◆ **LIST OF TASKS**
1. On the assignment page, which tool is listed for visualizing attention?
2. Rewrite everything on the assignment page from "PyTorch: pytorch.org" down to "Success (1-Week Timeline)", putting "run logging" in place of "experiment tracking".

BEGIN READING PASSAGE

PyTorch: pytorch.org
HuggingFace Transformers: huggingface.co/transformers
Tokenizers: huggingface.co/docs/tokenizers
Weights & Biases: For experiment tracking wandb.ai
BERTViz: For visualizing attention github.com/jessevig/bertviz

Tips for Success (1-Week Timeline)

Use GenAI aggressively: Claude, ChatGPT, and GitHub Copilot are your friends. Use them to:
- Implement transformer components you haven't built before
- Debug errors and understand PyTorch behavior
- Write boilerplate code and data processing pipelines
- Explain unfamiliar concepts or papers
Start small: Begin with a tiny model (2-4 layers, small hidden size) to debug your implementation quickly
Validate components: Test each component individually before assembling the full model
Monitor carefully: Watch for NaN losses, exploding gradients, or other training instabilities
Use gradient clipping: This prevents exploding gradients in early training
Overfit a small batch first: Ensure your model can memorize a tiny amount of data before scaling up
Compare with references: If results seem off, compare your implementation with nanoGPT or other references
Save often: Checkpointing is critical—you don't want to lose hours of training
Document everything: Future you (and the grader) will thank you for clear explanations
Have fun: This is a challenging but incredibly rewarding assignment!

Submission

GitHub Classroom Submission

This assignment is submitted via GitHub Classroom. Follow these steps:

Accept the assignment: Click the assignment link provided in Canvas or by your instructor
- Repository: github.com/ContextLab/gpt-llm-course
- This creates your own private repository for the assignment
Clone your repository:

   git clone https://github.com/ContextLab/gpt-llm-course-YOUR_USERNAME.git

Complete your work:
- Work in Google Colab, Jupyter, or your preferred environment
- Save your notebook to the repository
Commit and push your changes:

   git add .

END READING PASSAGE
BEGIN ENTRIES SHOWN

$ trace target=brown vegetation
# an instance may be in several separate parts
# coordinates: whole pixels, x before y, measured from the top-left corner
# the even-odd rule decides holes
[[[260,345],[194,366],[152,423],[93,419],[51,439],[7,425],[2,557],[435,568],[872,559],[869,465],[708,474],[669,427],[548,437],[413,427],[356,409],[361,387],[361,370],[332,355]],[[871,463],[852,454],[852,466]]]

END ENTRIES SHOWN

◆ **RESPONSE LIST**
1. BERTViz

2.
PyTorch: pytorch.org
HuggingFace Transformers: huggingface.co/transformers
Tokenizers: huggingface.co/docs/tokenizers
Weights & Biases: For run logging wandb.ai
BERTViz: For visualizing attention github.com/jessevig/bertviz

Tips for Success (1-Week Timeline)